SET TASK: Print, exactly and completely, every entry in the data.

DATA PROVIDED:
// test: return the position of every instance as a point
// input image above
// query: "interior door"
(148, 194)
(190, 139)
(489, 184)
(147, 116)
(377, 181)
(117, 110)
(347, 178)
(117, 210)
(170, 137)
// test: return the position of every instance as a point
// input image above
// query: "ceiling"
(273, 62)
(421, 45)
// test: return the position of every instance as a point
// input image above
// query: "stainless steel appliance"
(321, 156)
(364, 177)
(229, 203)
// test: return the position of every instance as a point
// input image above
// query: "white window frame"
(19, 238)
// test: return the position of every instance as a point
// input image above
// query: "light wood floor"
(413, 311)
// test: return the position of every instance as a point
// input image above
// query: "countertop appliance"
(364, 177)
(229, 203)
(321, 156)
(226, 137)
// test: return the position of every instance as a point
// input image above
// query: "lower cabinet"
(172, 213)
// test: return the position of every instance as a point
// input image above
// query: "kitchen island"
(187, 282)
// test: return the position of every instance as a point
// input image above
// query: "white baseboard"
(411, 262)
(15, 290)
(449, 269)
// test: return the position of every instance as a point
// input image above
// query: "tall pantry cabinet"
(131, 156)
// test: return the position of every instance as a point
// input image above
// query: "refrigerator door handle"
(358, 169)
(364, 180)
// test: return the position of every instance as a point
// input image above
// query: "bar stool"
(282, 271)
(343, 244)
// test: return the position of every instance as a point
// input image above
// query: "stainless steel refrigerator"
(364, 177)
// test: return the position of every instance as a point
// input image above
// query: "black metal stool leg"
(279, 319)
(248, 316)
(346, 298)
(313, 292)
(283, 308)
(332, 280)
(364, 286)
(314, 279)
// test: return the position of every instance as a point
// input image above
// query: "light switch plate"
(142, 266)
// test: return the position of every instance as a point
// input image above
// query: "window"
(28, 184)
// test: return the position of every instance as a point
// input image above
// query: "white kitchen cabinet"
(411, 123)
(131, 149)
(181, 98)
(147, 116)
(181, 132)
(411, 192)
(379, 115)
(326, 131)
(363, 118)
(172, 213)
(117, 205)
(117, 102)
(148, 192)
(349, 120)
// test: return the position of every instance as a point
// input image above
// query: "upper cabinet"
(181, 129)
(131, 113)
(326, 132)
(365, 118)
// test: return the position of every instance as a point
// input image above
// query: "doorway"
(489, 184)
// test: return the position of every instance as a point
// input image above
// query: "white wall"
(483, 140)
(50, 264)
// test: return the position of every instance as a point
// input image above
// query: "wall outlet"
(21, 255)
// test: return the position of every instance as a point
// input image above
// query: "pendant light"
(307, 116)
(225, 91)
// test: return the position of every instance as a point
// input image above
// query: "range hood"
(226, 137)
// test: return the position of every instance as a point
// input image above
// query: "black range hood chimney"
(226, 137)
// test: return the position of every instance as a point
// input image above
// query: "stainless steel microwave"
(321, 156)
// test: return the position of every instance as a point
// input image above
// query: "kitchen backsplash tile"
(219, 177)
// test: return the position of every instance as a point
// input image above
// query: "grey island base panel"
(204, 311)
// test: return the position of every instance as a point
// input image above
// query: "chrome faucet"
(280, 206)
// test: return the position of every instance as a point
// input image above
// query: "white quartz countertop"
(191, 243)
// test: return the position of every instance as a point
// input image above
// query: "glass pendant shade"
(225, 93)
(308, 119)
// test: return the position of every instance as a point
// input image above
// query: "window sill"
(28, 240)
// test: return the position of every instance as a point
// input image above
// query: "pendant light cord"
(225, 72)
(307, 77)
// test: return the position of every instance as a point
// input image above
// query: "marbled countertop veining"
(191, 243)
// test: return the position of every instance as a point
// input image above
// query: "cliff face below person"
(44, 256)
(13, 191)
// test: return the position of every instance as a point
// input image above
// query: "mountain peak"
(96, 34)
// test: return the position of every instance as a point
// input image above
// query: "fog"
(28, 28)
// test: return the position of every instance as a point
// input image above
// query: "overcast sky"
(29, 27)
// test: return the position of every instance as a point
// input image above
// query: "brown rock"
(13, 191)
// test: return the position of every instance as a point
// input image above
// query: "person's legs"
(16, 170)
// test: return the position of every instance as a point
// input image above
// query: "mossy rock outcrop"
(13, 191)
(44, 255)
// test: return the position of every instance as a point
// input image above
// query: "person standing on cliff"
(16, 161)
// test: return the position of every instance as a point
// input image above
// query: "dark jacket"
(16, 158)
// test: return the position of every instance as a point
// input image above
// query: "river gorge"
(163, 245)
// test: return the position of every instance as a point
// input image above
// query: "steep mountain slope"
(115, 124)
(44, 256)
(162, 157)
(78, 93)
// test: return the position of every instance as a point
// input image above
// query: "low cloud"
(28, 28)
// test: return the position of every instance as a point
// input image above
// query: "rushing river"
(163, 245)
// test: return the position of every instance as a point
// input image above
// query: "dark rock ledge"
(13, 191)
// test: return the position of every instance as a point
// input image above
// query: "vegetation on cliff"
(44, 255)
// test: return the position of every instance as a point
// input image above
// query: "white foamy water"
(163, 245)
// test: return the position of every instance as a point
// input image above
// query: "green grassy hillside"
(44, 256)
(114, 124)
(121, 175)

OUTPUT OF THE EXERCISE:
// test: return the position of every instance as a point
// input image above
// query: "interior door"
(148, 194)
(190, 139)
(489, 184)
(147, 116)
(377, 181)
(117, 110)
(347, 178)
(117, 210)
(170, 137)
// test: return the position of every instance as a point
// input image above
// query: "ceiling"
(273, 62)
(421, 45)
// test: return the position of every instance as a point
// input image above
// query: "stainless steel appliance"
(321, 156)
(364, 177)
(229, 203)
// test: return the position of every instance as a point
// input image above
// query: "white window frame"
(19, 238)
// test: return the position of every instance as a point
// input image above
// query: "light wood floor"
(413, 311)
// test: return the position of every instance as a point
// input image above
// query: "countertop appliance"
(364, 177)
(229, 203)
(321, 156)
(226, 137)
// test: return the position of every instance as a point
// input image above
// query: "lower cabinet"
(172, 213)
// test: return the position of every instance as a point
// input image above
// query: "kitchen island"
(187, 282)
// test: return the position of every instance as a point
// input image above
// query: "white baseboard"
(411, 262)
(15, 290)
(449, 269)
// test: return the position of every instance as a point
// input image above
// query: "tall pantry cabinet"
(131, 156)
// test: return the position of every instance as a point
// input image above
// query: "refrigerator door handle"
(358, 169)
(364, 180)
// test: return the position of every instance as a point
// input image above
// query: "bar stool"
(282, 271)
(343, 244)
// test: return the position of every instance as a point
// input image above
// query: "stainless steel refrigerator"
(364, 177)
// test: return the position of every instance as a point
// input image above
// query: "black metal stool leg"
(279, 319)
(248, 316)
(346, 298)
(313, 292)
(283, 308)
(332, 280)
(364, 286)
(314, 279)
// test: return the position of every instance as a point
// input image above
// query: "light switch plate"
(142, 266)
// test: return the position of every instance as a point
// input image above
// query: "window"
(28, 184)
// test: return the position of every instance as a point
// input image above
// query: "white kitchen cabinet"
(411, 123)
(131, 149)
(181, 98)
(147, 116)
(181, 132)
(411, 192)
(379, 115)
(326, 131)
(363, 118)
(172, 213)
(117, 205)
(117, 102)
(148, 192)
(349, 120)
// test: return the position of every instance as a point
// input image above
// query: "upper cabinet"
(181, 129)
(131, 113)
(326, 132)
(365, 118)
// test: return the position of every instance as a point
// input image above
// query: "doorway"
(489, 184)
// test: return the position of every instance as a point
// input image above
// query: "white wall"
(483, 140)
(50, 264)
// test: return the position of every instance as a point
// input image above
// query: "wall outlet"
(21, 255)
// test: return the position of every instance as a point
// input image above
// query: "pendant light"
(307, 116)
(225, 91)
// test: return the position of every instance as a point
// input image above
// query: "range hood"
(226, 137)
// test: return the position of every instance as a point
// input image above
// query: "black range hood chimney"
(226, 137)
// test: return the position of every instance as a point
// input image above
// query: "stainless steel microwave"
(321, 156)
// test: return the position of every instance as a point
// input image above
// query: "kitchen backsplash tile"
(219, 177)
// test: return the position of every instance as a point
// input image above
// query: "grey island base panel"
(204, 311)
// test: return the position of every instance as a point
// input image above
// query: "chrome faucet"
(280, 206)
// test: return the position of every instance as a point
// input image above
// query: "white quartz countertop"
(191, 243)
// test: return the position of every instance as a point
// input image above
// query: "glass pendant shade"
(225, 93)
(308, 119)
// test: return the position of every instance as a point
// input image above
// query: "window sill"
(28, 240)
// test: return the position of every instance as a point
// input image above
// query: "pendant light cord"
(225, 72)
(307, 77)
// test: return the position of every instance as a point
// input image above
// query: "marbled countertop veining"
(191, 243)
// test: return the position of every instance as a point
// input image above
// query: "cliff face below person"
(44, 256)
(13, 191)
// test: return the position of every instance as a point
// input image above
// query: "mountain peak"
(96, 34)
// test: return the position of every instance as a point
// input image above
// query: "fog"
(28, 28)
// test: return the position of every instance as a point
// input image above
// query: "overcast sky"
(29, 27)
// test: return the position of every instance as a point
// input image above
// query: "brown rock"
(13, 191)
// test: return the position of every instance as a point
// input image above
// query: "person's legs"
(16, 170)
// test: return the position of every instance as a point
// input image above
// query: "mossy rock outcrop"
(13, 191)
(44, 255)
// test: return the position of every instance as a point
// input image above
// query: "person standing on cliff"
(16, 161)
// test: return the position of every instance as a point
// input image above
// query: "dark jacket"
(16, 158)
// test: return the position of every instance as a point
// input image above
// query: "river gorge"
(163, 245)
// test: return the position of every instance as a point
// input image above
// query: "steep mountain slope"
(115, 124)
(44, 256)
(162, 157)
(78, 93)
// test: return the position of every instance as a point
// input image above
// query: "low cloud"
(28, 28)
// test: return the position of every instance as a point
// input image above
// query: "rushing river"
(163, 245)
// test: return the position of every instance as a point
// input image above
// query: "dark rock ledge"
(13, 191)
// test: return the position of every instance as a point
// input image above
// query: "vegetation on cliff"
(44, 255)
// test: return the position of every instance as a point
// input image above
// query: "white foamy water"
(163, 245)
// test: return the position of every instance as a point
// input image above
// query: "green grassy hillside"
(44, 256)
(114, 124)
(121, 175)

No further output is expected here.